## WHAT TO WORK ON
Where the records below have a line with "disc", that line is to be copied.

## DATA PROVIDED
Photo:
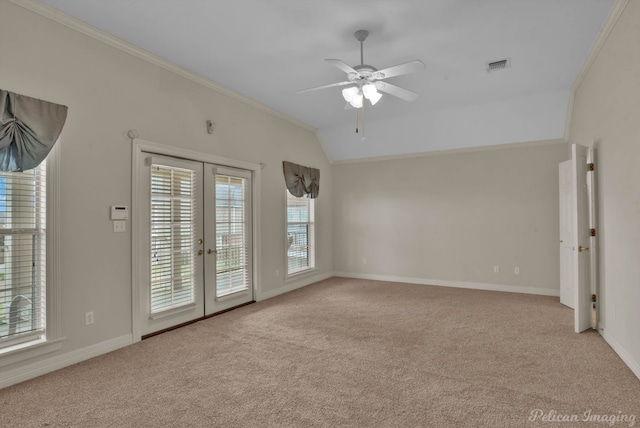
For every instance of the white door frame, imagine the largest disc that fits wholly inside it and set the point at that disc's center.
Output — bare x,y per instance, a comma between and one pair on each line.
138,147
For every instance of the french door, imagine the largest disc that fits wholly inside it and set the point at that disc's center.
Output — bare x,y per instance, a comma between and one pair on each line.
196,240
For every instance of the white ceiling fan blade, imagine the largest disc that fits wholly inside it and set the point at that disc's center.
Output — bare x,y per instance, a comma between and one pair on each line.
396,91
330,85
342,66
399,70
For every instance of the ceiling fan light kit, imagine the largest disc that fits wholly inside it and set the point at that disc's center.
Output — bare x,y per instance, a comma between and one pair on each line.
366,82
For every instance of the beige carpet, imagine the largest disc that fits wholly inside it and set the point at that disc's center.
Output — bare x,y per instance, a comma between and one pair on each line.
348,352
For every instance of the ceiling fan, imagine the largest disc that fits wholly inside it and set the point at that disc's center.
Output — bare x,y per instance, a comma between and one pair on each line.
366,82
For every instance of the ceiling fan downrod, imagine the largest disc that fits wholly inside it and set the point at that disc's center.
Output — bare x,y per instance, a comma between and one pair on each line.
361,36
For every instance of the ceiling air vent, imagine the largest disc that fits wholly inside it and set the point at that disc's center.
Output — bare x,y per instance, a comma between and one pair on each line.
498,65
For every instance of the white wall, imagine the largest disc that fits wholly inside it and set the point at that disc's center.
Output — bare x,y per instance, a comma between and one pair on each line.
537,117
450,218
606,115
109,92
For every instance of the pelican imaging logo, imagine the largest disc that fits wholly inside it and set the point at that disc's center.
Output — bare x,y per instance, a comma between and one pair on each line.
611,419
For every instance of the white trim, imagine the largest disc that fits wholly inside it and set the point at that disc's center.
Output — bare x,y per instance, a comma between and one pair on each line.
454,284
451,151
54,301
106,38
625,356
293,286
603,35
26,351
138,147
39,368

## EXERCISE OUTPUT
For every instance of the white door frame, imagine the largest disc that fits wholly inside it and set the point at that disc's center.
For every instance of the french door, imagine the largest disc that fits wholly inside it and set the point at that disc's center.
For every instance of the white ceiling fan blade, imagine the largest disc that fits wholly inside it and set the point at that disc's center.
For every instance of the ceiling fan light kit, imagine the largest disc that fits wholly inside it and set the point at that disc's center.
For every instance of the beige carpet, imagine the largest disc that fits wholly inside it and set the point at that disc's center.
For every instance of the ceiling fan, imagine the largest disc that fits wholly inside it and set the point at that disc's center.
For every instance of the ceiling fan downrod, imagine the largest disc that fits wholly inside it and set the point at that disc's center.
For every instance of the ceiling air vent, imagine the largest disc that fits wholly inside it and set the point at that disc's center.
For every instance of the white wall, imagine the largest disc that fits wholly inside it and set the point at that disc's center.
For every instance of the pelican imaging logo, imagine the largest disc that fits wholly inside it and set the point at that disc's center.
For every instance of the white trim, imagine the largest disc that fits wholly inside it and set the point at that disc's center.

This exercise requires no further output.